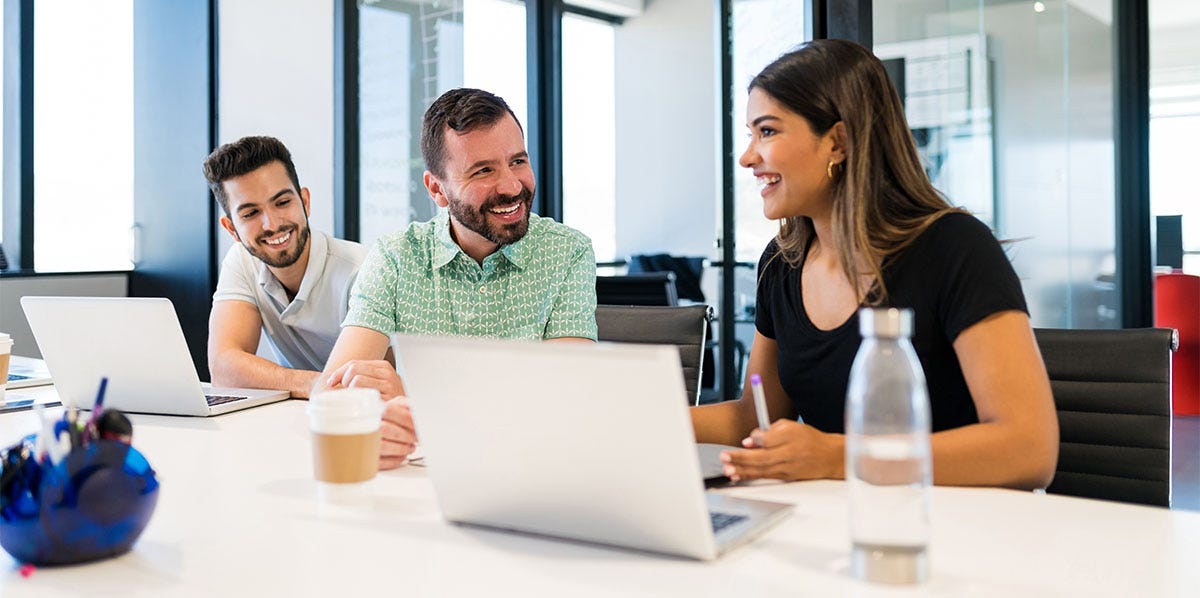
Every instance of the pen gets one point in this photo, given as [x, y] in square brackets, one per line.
[90, 431]
[760, 402]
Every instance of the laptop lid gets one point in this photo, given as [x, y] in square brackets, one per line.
[583, 441]
[27, 371]
[136, 342]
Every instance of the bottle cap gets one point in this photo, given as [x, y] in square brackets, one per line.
[885, 322]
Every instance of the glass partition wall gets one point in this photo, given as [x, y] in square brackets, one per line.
[1012, 107]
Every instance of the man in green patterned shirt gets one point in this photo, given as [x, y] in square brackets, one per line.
[486, 267]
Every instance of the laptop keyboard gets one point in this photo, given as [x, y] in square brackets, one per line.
[214, 400]
[723, 520]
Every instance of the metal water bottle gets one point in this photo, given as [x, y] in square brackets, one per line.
[888, 460]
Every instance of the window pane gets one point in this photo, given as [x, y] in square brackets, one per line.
[589, 168]
[1175, 118]
[409, 53]
[1012, 108]
[83, 127]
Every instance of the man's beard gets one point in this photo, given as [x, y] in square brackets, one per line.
[477, 219]
[281, 259]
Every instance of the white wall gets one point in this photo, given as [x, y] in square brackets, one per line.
[667, 130]
[276, 78]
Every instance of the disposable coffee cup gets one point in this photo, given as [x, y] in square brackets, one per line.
[5, 358]
[345, 428]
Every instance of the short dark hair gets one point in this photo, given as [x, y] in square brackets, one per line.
[245, 156]
[462, 111]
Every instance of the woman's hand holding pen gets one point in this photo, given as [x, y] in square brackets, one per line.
[787, 450]
[397, 434]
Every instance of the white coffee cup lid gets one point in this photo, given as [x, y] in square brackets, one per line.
[346, 411]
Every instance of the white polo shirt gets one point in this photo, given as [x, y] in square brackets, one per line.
[303, 332]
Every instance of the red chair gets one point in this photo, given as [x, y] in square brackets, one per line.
[1177, 305]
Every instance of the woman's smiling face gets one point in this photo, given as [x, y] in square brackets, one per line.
[790, 161]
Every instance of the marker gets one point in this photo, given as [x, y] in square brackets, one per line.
[760, 402]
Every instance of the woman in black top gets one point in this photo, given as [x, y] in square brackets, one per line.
[862, 226]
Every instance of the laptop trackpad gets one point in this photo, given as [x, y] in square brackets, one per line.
[711, 467]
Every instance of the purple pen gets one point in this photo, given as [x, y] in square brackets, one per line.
[760, 402]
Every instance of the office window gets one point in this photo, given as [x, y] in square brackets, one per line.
[589, 138]
[409, 53]
[83, 127]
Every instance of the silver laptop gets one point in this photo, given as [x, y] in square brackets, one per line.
[27, 371]
[138, 345]
[580, 441]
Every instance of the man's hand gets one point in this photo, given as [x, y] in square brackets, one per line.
[399, 437]
[787, 450]
[375, 374]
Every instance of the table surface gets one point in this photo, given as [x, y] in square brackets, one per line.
[238, 515]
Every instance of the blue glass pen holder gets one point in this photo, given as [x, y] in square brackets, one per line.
[93, 504]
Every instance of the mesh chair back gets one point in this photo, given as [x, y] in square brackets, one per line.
[1113, 393]
[685, 327]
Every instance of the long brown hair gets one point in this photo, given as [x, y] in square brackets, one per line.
[882, 198]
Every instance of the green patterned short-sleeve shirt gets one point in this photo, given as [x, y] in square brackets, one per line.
[419, 281]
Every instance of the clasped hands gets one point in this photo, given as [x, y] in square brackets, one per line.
[787, 450]
[397, 434]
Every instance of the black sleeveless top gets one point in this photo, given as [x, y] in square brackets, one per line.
[952, 276]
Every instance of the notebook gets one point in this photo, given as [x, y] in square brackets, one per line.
[27, 371]
[580, 441]
[138, 345]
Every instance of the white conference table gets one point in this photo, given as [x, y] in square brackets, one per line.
[238, 515]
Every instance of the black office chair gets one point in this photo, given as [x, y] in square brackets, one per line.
[685, 327]
[1113, 393]
[647, 288]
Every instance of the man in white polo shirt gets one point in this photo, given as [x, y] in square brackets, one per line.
[281, 279]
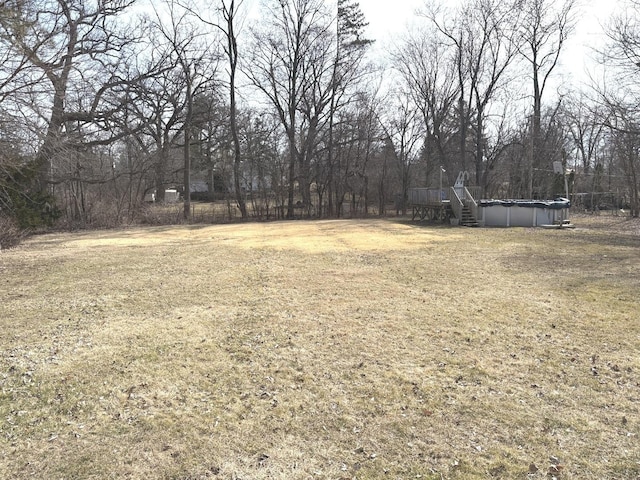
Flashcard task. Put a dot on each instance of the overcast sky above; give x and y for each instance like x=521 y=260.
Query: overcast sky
x=390 y=19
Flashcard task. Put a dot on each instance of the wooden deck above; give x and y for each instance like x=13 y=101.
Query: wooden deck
x=430 y=204
x=443 y=204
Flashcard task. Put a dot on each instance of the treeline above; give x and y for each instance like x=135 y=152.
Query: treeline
x=107 y=104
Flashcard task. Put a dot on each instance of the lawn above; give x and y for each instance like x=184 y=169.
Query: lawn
x=322 y=350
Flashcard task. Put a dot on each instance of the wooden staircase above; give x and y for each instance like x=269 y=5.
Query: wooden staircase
x=467 y=218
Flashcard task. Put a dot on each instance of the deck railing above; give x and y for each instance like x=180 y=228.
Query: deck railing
x=456 y=203
x=471 y=202
x=428 y=196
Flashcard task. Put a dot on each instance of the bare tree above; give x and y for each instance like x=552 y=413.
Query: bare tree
x=290 y=65
x=544 y=28
x=482 y=34
x=428 y=72
x=77 y=47
x=405 y=132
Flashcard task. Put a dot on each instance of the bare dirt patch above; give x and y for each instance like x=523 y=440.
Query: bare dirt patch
x=332 y=349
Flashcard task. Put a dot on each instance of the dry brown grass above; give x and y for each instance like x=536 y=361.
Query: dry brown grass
x=330 y=349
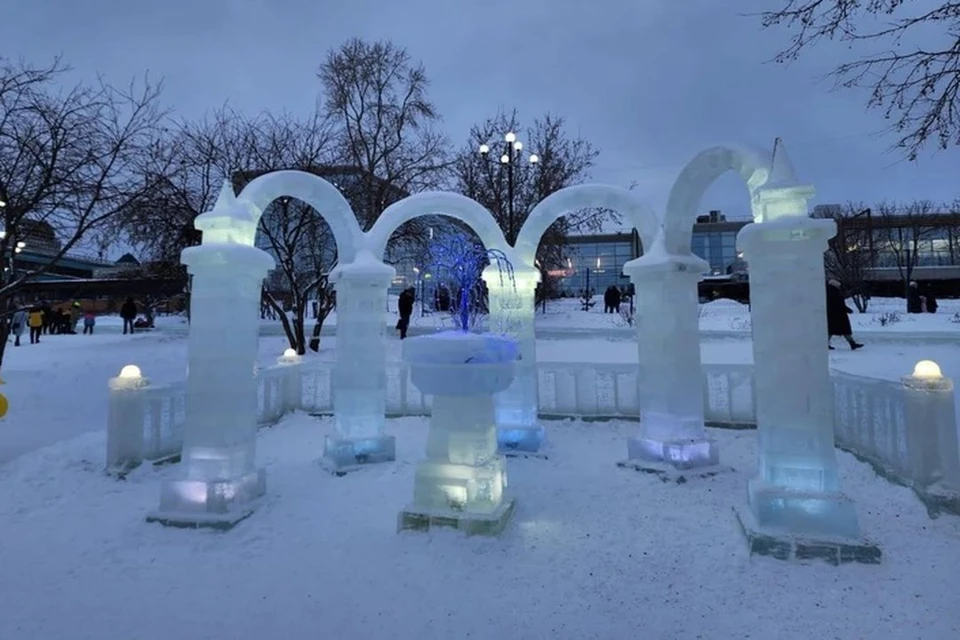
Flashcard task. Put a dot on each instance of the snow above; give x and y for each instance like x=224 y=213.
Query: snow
x=593 y=551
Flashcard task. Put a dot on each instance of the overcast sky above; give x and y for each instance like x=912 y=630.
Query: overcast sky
x=649 y=82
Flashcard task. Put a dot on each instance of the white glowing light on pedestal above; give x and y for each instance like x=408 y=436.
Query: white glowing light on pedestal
x=130 y=372
x=927 y=370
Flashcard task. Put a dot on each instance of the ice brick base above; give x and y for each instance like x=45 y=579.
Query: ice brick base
x=463 y=488
x=342 y=455
x=786 y=546
x=520 y=440
x=217 y=504
x=416 y=518
x=821 y=514
x=679 y=454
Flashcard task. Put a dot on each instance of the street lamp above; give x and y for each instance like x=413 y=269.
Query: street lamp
x=512 y=152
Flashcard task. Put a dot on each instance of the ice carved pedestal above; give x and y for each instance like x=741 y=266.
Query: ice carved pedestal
x=796 y=508
x=462 y=483
x=220 y=482
x=512 y=310
x=359 y=376
x=672 y=440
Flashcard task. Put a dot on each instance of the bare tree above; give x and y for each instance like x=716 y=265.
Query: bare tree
x=226 y=145
x=562 y=161
x=903 y=231
x=849 y=256
x=303 y=246
x=191 y=165
x=70 y=161
x=376 y=96
x=911 y=75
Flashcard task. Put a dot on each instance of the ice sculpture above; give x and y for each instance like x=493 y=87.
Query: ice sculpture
x=359 y=376
x=462 y=483
x=796 y=507
x=220 y=483
x=672 y=436
x=511 y=312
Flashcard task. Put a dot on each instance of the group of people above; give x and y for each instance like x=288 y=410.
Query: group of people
x=612 y=298
x=41 y=318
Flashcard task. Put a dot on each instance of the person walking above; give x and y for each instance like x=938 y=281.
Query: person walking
x=35 y=322
x=89 y=322
x=914 y=299
x=129 y=313
x=838 y=317
x=17 y=324
x=931 y=301
x=405 y=308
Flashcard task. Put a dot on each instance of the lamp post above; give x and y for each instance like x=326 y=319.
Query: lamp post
x=512 y=152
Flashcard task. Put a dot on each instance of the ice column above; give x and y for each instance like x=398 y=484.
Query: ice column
x=512 y=309
x=797 y=490
x=359 y=376
x=220 y=483
x=672 y=433
x=463 y=481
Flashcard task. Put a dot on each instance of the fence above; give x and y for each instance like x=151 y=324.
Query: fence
x=882 y=422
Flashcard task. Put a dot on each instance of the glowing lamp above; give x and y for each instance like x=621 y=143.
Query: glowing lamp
x=130 y=372
x=927 y=370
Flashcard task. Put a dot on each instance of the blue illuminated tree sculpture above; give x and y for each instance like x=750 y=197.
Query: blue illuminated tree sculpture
x=461 y=261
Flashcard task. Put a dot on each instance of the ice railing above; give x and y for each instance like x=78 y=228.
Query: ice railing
x=871 y=417
x=879 y=422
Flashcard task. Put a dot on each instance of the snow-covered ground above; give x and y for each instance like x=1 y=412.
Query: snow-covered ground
x=884 y=315
x=594 y=552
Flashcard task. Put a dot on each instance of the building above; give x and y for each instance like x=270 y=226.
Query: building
x=885 y=247
x=597 y=260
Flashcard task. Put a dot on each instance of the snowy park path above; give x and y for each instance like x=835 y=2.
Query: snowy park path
x=594 y=552
x=58 y=389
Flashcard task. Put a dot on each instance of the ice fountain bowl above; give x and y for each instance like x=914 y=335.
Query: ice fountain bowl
x=456 y=363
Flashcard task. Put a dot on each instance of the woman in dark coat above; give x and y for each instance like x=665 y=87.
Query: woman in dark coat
x=838 y=319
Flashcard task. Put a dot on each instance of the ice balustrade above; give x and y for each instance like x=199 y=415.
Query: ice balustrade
x=872 y=417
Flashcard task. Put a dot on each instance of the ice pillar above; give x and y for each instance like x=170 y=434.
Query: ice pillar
x=797 y=489
x=220 y=481
x=512 y=303
x=670 y=379
x=359 y=376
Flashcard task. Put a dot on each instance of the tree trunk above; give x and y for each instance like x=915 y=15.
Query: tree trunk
x=284 y=320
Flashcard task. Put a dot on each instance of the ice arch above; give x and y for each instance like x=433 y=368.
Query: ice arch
x=454 y=205
x=550 y=209
x=316 y=192
x=758 y=167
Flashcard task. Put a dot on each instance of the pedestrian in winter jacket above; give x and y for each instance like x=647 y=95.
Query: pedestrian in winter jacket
x=89 y=322
x=838 y=318
x=35 y=322
x=18 y=323
x=129 y=313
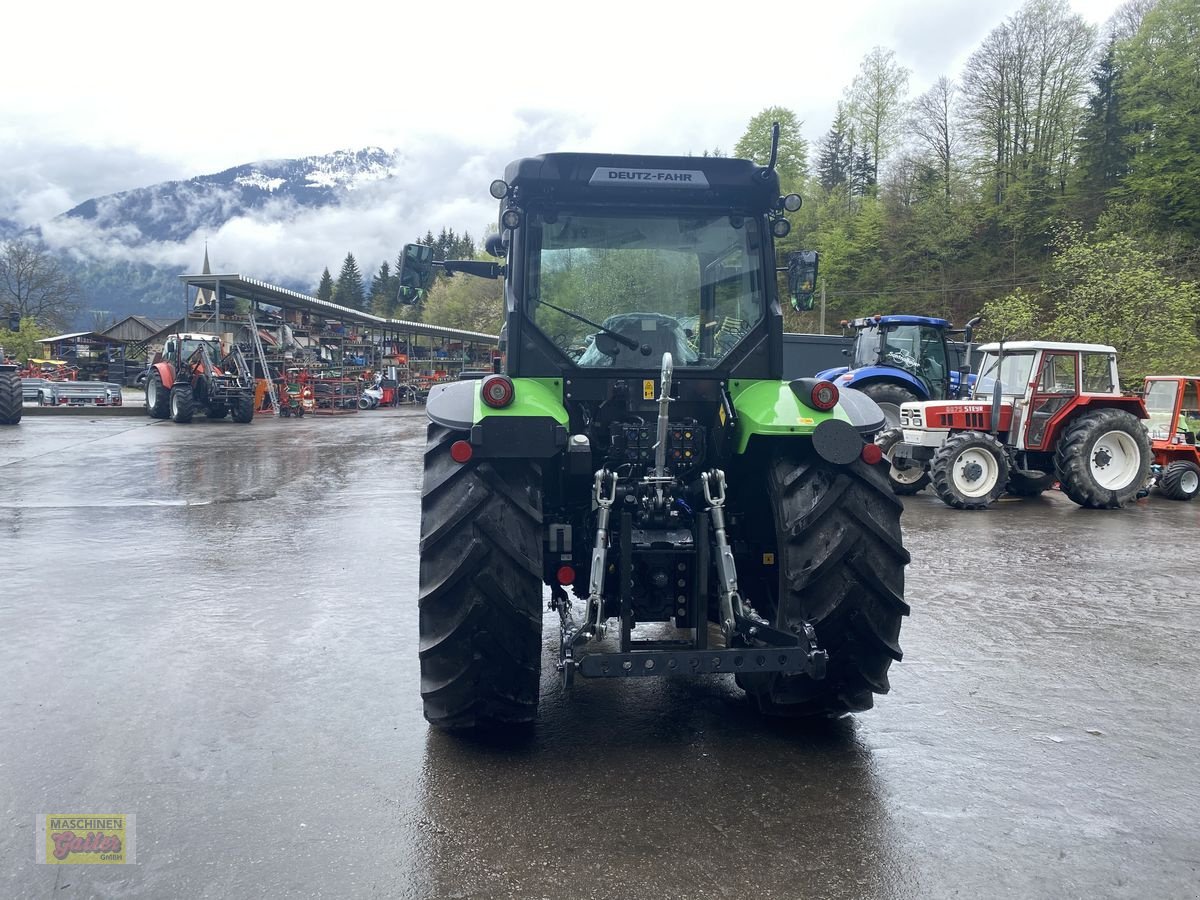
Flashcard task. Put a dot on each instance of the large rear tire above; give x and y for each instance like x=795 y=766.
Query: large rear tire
x=181 y=406
x=904 y=481
x=889 y=396
x=480 y=588
x=1180 y=480
x=970 y=471
x=157 y=397
x=840 y=567
x=1103 y=459
x=10 y=397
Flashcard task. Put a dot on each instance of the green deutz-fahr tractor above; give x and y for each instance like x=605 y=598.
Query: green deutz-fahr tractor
x=690 y=511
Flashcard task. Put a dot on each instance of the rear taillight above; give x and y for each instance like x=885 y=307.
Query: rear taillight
x=497 y=391
x=825 y=396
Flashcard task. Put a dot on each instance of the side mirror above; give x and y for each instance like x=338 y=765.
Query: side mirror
x=969 y=329
x=415 y=274
x=802 y=277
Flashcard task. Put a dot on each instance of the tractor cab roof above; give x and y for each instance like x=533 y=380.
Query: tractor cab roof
x=642 y=180
x=876 y=321
x=1015 y=346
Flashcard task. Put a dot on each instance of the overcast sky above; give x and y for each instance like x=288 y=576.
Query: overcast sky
x=112 y=96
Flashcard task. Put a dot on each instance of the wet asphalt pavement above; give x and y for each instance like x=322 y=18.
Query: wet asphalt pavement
x=214 y=627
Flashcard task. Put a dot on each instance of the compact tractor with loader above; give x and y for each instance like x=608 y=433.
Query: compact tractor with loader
x=1041 y=413
x=640 y=454
x=1173 y=403
x=192 y=373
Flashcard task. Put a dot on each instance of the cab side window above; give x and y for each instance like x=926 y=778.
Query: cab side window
x=1057 y=375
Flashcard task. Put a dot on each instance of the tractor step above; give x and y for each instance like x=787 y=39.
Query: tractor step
x=738 y=660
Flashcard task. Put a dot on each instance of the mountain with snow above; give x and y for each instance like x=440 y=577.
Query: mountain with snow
x=175 y=210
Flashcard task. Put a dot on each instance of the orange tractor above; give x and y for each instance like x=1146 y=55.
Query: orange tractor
x=1174 y=406
x=191 y=373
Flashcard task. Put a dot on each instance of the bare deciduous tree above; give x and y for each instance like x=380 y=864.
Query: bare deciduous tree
x=35 y=285
x=933 y=123
x=876 y=103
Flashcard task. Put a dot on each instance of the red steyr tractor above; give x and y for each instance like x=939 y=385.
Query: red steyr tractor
x=1041 y=412
x=1174 y=406
x=191 y=373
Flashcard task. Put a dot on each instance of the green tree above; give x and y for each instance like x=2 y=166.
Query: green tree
x=466 y=303
x=1162 y=109
x=1013 y=317
x=792 y=162
x=24 y=343
x=1114 y=289
x=348 y=291
x=325 y=289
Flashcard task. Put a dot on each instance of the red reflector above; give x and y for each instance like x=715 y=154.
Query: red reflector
x=497 y=391
x=825 y=395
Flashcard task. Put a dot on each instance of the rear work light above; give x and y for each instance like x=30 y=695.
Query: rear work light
x=825 y=396
x=497 y=391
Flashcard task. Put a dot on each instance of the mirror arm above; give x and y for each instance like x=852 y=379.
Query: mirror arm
x=478 y=268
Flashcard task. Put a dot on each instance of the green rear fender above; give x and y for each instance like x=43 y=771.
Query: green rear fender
x=532 y=397
x=772 y=408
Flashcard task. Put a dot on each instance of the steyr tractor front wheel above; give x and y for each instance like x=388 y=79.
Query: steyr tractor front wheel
x=970 y=471
x=157 y=397
x=480 y=587
x=1180 y=480
x=11 y=397
x=181 y=405
x=1103 y=459
x=904 y=481
x=889 y=396
x=840 y=568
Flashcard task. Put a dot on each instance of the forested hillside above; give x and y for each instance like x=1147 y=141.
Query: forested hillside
x=1051 y=184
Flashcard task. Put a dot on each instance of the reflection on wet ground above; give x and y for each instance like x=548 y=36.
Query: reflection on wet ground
x=214 y=627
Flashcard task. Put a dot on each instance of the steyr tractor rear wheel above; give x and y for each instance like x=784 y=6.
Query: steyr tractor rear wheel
x=243 y=409
x=157 y=397
x=840 y=567
x=1029 y=485
x=904 y=481
x=1180 y=480
x=181 y=406
x=10 y=397
x=1103 y=459
x=480 y=587
x=889 y=396
x=970 y=471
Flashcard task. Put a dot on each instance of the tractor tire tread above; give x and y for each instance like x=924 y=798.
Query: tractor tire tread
x=480 y=588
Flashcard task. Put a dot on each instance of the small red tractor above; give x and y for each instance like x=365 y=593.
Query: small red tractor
x=1174 y=406
x=191 y=373
x=1041 y=413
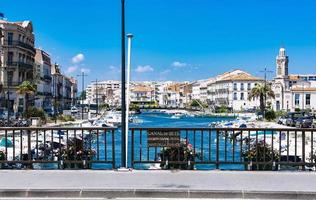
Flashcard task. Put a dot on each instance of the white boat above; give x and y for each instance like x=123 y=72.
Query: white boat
x=102 y=123
x=177 y=116
x=113 y=118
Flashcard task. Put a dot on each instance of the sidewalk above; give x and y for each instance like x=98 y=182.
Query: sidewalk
x=160 y=184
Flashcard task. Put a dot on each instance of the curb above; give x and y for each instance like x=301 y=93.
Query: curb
x=154 y=193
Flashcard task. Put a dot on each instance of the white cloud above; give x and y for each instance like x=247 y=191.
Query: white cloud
x=85 y=70
x=71 y=69
x=143 y=69
x=78 y=58
x=179 y=64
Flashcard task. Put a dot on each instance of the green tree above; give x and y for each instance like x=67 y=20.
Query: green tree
x=261 y=91
x=27 y=89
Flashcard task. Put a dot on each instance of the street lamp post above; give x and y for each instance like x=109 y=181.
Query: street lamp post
x=82 y=98
x=123 y=102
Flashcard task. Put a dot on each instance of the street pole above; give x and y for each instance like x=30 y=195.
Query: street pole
x=303 y=101
x=129 y=47
x=265 y=92
x=55 y=99
x=97 y=95
x=82 y=98
x=123 y=102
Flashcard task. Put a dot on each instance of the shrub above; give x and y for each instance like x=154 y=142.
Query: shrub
x=270 y=115
x=66 y=118
x=77 y=150
x=261 y=152
x=2 y=155
x=34 y=112
x=184 y=154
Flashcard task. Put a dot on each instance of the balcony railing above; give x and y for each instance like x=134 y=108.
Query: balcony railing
x=165 y=148
x=20 y=65
x=22 y=44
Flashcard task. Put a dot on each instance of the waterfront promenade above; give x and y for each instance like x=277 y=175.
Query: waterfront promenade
x=157 y=184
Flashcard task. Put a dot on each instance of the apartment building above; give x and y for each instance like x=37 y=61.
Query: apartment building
x=292 y=91
x=142 y=94
x=108 y=92
x=17 y=59
x=43 y=78
x=231 y=89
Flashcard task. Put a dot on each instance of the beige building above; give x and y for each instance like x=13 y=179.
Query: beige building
x=43 y=80
x=292 y=91
x=17 y=56
x=231 y=89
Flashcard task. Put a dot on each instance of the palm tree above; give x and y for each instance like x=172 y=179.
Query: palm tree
x=26 y=89
x=261 y=92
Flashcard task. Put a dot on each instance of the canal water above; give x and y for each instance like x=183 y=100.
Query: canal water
x=205 y=143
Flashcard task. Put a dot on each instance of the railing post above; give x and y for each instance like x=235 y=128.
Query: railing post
x=29 y=150
x=132 y=150
x=217 y=149
x=303 y=150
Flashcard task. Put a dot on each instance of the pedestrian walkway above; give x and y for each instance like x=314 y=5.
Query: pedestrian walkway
x=158 y=184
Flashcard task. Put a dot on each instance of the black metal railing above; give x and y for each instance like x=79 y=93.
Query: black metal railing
x=57 y=148
x=224 y=148
x=159 y=148
x=20 y=64
x=21 y=44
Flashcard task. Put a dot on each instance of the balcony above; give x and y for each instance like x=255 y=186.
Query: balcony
x=24 y=45
x=47 y=78
x=20 y=65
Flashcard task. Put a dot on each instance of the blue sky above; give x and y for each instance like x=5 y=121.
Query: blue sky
x=173 y=39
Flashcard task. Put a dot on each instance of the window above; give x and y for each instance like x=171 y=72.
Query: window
x=10 y=57
x=235 y=86
x=235 y=95
x=10 y=38
x=242 y=97
x=297 y=99
x=308 y=99
x=10 y=78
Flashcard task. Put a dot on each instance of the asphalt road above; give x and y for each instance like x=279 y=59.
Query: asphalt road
x=157 y=184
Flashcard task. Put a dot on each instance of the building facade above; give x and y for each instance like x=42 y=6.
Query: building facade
x=43 y=78
x=17 y=60
x=231 y=90
x=292 y=91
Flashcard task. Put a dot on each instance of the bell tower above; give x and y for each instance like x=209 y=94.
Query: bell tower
x=282 y=61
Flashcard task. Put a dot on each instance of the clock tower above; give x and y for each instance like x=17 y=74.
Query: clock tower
x=282 y=61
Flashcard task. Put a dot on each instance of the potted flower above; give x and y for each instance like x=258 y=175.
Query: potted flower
x=184 y=155
x=2 y=157
x=260 y=152
x=76 y=150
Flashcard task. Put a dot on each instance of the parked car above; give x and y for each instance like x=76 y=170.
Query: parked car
x=292 y=117
x=304 y=122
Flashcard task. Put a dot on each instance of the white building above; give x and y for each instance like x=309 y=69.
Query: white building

====

_Directions for this task:_ Within these entries, output exactly the lines starting at the one with "Query: tree trunk" and finishing at the one with "Flashcard task. Put a dot on each instance of the large". Leave pictures out of the output.

_Written answer:_
Query: tree trunk
x=284 y=320
Flashcard task. Put a dot on each instance of the ice arch above; give x and y for each instance like x=433 y=368.
Query: ice arch
x=454 y=205
x=550 y=209
x=316 y=192
x=758 y=167
Flashcard task. Put a dot on each instance of the pedestrian in winter jacket above; give x and y for each instance like x=647 y=95.
Query: pedestrian in winter jacket
x=89 y=322
x=838 y=318
x=35 y=322
x=18 y=323
x=129 y=313
Flashcard task. Put a dot on each instance of the large rear tire above; give x and y for each instance like x=795 y=766.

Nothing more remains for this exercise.